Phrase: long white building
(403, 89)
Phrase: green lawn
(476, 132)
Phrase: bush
┄┄┄┄┄┄┄┄┄┄
**Aim**:
Copy out every line of the material above word for word, changing nothing.

**Completed task**:
Phrase: long white building
(403, 89)
Phrase: green lawn
(476, 132)
Phrase: bush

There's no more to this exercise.